[Data records]
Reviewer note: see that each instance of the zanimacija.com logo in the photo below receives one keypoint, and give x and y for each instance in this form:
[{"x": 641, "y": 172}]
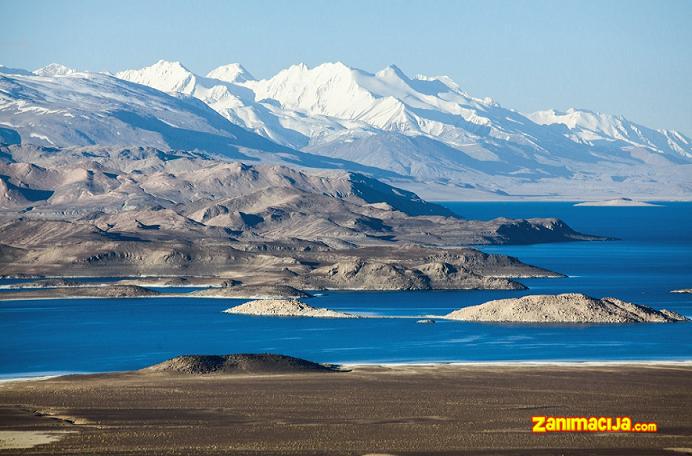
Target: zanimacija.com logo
[{"x": 543, "y": 424}]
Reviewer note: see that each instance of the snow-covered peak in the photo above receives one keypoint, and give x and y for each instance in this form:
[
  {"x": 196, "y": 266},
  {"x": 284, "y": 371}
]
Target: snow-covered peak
[
  {"x": 598, "y": 129},
  {"x": 446, "y": 80},
  {"x": 54, "y": 69},
  {"x": 19, "y": 71},
  {"x": 164, "y": 75},
  {"x": 392, "y": 72},
  {"x": 233, "y": 73}
]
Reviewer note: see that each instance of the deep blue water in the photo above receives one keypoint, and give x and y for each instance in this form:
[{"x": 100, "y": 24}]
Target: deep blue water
[{"x": 653, "y": 257}]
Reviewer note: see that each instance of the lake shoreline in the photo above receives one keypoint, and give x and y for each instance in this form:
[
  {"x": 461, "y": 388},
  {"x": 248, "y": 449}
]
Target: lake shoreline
[{"x": 451, "y": 409}]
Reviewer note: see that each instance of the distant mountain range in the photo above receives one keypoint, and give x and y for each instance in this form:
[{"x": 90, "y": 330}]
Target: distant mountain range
[{"x": 423, "y": 133}]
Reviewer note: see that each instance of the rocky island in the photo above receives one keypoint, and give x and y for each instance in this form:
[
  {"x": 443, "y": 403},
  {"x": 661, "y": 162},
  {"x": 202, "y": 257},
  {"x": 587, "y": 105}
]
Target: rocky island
[
  {"x": 265, "y": 364},
  {"x": 285, "y": 308},
  {"x": 564, "y": 308},
  {"x": 619, "y": 202}
]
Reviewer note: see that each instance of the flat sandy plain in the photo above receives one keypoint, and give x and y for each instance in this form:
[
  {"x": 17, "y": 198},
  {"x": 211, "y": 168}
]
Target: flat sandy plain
[{"x": 436, "y": 409}]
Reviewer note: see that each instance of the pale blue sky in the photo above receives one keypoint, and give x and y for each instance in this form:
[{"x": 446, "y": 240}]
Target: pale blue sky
[{"x": 623, "y": 57}]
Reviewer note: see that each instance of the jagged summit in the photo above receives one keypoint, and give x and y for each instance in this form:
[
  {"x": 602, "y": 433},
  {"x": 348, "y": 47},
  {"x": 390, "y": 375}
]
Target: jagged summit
[
  {"x": 164, "y": 75},
  {"x": 233, "y": 72},
  {"x": 596, "y": 128}
]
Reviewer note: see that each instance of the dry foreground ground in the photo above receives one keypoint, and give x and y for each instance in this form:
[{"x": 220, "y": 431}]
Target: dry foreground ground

» Your objective
Rewrite all the records above, replacing "Reviewer note" with "Annotator note" wherever it appears and changing nothing else. Leave the pictures out of your version.

» The response
Annotator note: see that each instance of the zanimacija.com logo in the photo below receives one keypoint, and give x and y for each instance in this form:
[{"x": 641, "y": 172}]
Target: zanimacija.com logo
[{"x": 543, "y": 424}]
Annotator note: see that each instance of the snow-covered peak in the photo above receives one keypoint, and give x and y for each instance in this form:
[
  {"x": 196, "y": 266},
  {"x": 284, "y": 371}
]
Target: snow-covered peak
[
  {"x": 598, "y": 129},
  {"x": 446, "y": 80},
  {"x": 54, "y": 69},
  {"x": 19, "y": 71},
  {"x": 164, "y": 75},
  {"x": 392, "y": 72},
  {"x": 233, "y": 73}
]
Annotator note: see that each instance of the deep blue water in the photo above receives one keypoint, and give x and y for each instance in this form:
[{"x": 100, "y": 24}]
Target: deep blue water
[{"x": 653, "y": 257}]
Annotator note: see that each instance of the lake shoreline in the photo above receives one keypoint, and give x and y for each instance in this form:
[
  {"x": 461, "y": 388},
  {"x": 248, "y": 449}
]
Target: lake shoreline
[{"x": 451, "y": 409}]
Annotator note: see that each instance of the distant mountain range in the photo above receives one keypoint, and give x and y for each instance in this form:
[{"x": 90, "y": 330}]
Target: distant mountain range
[{"x": 423, "y": 133}]
Annotator note: see that each instance of the rocky island in the photo above receives one keypoint, and give x and y for each instance in this form:
[
  {"x": 443, "y": 403},
  {"x": 661, "y": 162},
  {"x": 202, "y": 257},
  {"x": 587, "y": 105}
]
Target: rocky island
[
  {"x": 265, "y": 364},
  {"x": 285, "y": 308},
  {"x": 564, "y": 308},
  {"x": 619, "y": 202}
]
Annotator note: see that each instance of the flat sandy plain in the photo above receives one keypoint, and give x and y for each instance in this form:
[
  {"x": 17, "y": 198},
  {"x": 211, "y": 168}
]
Target: flat sandy plain
[{"x": 436, "y": 409}]
Annotator note: see that each instance of the pale blue sky in the photo above receives one keypoint, and give x and y for each instance in this form:
[{"x": 446, "y": 240}]
Target: pale blue sky
[{"x": 623, "y": 57}]
Annotator note: see that each instance of the jagged summit in the photo above receives one keypoint, and give x and y for each instance in this form:
[
  {"x": 602, "y": 433},
  {"x": 348, "y": 47},
  {"x": 390, "y": 375}
]
Target: jagged summit
[
  {"x": 164, "y": 75},
  {"x": 233, "y": 72},
  {"x": 596, "y": 128}
]
Annotator note: see that each instance of the dry foreground ground in the photo above receives one keypoint, and give x and y for each instance in this form:
[{"x": 220, "y": 431}]
Target: dry foreground ground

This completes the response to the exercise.